WORK REQUEST >>
Reproduce, exactly and in full, only the lines below from the one containing "face and report the position of each." through the one containing "wire and report the position of each.".

DATA PROVIDED >>

>>>>>

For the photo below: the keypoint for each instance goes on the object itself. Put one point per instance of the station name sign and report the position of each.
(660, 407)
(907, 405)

<<<<<
>>>>>

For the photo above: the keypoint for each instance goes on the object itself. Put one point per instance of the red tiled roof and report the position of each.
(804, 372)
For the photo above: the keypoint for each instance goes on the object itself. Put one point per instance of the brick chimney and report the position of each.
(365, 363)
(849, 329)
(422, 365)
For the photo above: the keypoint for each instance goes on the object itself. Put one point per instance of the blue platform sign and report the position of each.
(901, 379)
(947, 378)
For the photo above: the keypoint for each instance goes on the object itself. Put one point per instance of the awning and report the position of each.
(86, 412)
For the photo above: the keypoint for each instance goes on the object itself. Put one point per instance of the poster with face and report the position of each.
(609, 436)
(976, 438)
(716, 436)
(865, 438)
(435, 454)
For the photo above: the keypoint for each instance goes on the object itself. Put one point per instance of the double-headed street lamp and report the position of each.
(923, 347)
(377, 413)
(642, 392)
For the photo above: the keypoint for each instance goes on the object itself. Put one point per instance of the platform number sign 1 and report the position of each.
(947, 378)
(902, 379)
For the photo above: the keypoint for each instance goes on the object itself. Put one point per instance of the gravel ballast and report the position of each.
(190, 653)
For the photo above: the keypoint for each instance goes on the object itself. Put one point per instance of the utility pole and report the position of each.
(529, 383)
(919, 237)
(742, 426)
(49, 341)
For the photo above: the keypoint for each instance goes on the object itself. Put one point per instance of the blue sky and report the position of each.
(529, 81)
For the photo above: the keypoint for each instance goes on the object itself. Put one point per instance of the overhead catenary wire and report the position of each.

<<<<<
>>>>>

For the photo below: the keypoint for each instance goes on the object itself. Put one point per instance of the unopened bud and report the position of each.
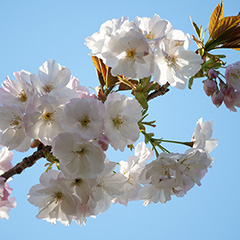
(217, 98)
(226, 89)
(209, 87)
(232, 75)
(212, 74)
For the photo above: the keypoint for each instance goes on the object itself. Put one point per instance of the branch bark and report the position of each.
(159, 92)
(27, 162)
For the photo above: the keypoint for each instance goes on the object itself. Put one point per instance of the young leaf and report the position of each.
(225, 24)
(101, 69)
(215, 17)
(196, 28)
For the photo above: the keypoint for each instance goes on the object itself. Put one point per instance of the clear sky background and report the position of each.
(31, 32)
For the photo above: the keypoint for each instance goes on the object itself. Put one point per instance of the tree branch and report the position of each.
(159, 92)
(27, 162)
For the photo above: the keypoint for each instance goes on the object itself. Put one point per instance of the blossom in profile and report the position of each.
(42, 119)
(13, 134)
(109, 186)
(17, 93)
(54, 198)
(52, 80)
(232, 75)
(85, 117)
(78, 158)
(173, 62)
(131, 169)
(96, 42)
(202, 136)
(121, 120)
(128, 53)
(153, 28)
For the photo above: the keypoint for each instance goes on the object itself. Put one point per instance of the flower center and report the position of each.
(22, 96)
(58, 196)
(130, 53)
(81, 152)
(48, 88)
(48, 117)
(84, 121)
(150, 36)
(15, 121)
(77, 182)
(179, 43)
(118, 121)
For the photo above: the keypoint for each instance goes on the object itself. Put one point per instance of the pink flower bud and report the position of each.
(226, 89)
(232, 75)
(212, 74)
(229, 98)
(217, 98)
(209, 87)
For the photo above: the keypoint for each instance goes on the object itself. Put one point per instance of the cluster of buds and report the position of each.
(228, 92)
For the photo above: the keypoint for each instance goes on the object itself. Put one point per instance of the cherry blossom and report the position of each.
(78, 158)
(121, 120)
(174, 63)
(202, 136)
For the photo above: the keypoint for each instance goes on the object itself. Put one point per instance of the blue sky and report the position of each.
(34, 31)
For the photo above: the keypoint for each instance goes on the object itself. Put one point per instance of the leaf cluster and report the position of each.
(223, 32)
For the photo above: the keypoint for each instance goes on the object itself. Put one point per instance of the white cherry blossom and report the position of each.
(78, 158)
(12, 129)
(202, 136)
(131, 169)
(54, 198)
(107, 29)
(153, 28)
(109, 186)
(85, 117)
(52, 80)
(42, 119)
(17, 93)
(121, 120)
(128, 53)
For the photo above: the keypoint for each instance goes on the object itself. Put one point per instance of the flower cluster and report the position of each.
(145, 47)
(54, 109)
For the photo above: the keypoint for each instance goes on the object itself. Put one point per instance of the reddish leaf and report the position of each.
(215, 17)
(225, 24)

<<<<<

WORKED SOLUTION >>
For the photo above: the keypoint for each instance goes on the object itself. Put one point per instance of the poster with face and report the position of each.
(609, 436)
(976, 438)
(716, 436)
(865, 438)
(435, 454)
For the photo above: the keypoint for each instance goes on the object itself. Put one point per instance of the double-headed street lamp and report the position of each.
(923, 347)
(377, 413)
(642, 392)
For the photo above: the keypoint for each instance goes on the object itself. Put one point per instance of the platform number sign 1 and report the position of each.
(947, 378)
(902, 379)
For the photo above: the keypoint for each instance goes on the object itself. Put one point per instance of the gravel ballast and report the position of each.
(190, 653)
For the photo above: the keypoint for each instance goes on the object itself. Put one point per instance of the utility pole and report the position of each.
(529, 383)
(919, 237)
(742, 426)
(49, 341)
For the photo above: the keypoint for each instance goes on the object itself. Put one point per instance of the blue sky and report the position of each.
(529, 81)
For the photo above: the keypoint for each instance goes on the object itself. Put one point per instance of the overhead catenary wire and report the position of each.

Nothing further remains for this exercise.